Coordinate annotation lines:

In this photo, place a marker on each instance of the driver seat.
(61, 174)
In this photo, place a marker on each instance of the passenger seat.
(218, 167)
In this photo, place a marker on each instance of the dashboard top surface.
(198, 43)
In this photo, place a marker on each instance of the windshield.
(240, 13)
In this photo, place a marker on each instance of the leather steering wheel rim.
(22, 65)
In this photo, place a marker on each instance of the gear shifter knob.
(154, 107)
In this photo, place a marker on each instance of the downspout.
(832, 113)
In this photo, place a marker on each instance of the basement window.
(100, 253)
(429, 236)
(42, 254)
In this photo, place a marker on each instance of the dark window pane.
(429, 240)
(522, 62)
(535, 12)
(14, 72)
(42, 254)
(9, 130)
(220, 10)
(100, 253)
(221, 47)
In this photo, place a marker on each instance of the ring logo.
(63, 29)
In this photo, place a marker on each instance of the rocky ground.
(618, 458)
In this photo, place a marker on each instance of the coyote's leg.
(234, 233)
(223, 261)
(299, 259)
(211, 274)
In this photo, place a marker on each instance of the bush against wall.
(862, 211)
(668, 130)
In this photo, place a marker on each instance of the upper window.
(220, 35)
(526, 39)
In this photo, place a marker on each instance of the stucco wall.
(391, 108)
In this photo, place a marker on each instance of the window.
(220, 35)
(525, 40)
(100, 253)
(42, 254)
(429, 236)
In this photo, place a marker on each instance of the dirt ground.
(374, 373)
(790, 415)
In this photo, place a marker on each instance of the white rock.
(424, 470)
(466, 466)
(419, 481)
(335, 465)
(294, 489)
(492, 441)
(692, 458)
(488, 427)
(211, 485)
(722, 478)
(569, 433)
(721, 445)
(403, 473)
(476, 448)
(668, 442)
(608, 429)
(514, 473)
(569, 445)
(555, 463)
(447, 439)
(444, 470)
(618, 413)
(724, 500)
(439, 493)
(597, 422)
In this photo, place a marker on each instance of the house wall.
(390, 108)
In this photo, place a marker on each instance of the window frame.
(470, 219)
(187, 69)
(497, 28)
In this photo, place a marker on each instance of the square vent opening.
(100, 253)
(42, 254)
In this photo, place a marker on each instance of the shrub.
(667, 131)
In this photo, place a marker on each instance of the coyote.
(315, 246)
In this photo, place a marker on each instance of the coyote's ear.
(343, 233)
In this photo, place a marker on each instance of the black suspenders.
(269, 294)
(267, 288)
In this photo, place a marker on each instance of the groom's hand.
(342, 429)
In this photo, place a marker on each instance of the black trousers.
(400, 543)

Goal: Reproduce the lines above verbatim, starting at the line that contains "the black trousers." and ending at the last line of the records.

Output of the task:
In this photo, place a marker on each instance of the black trousers.
(400, 543)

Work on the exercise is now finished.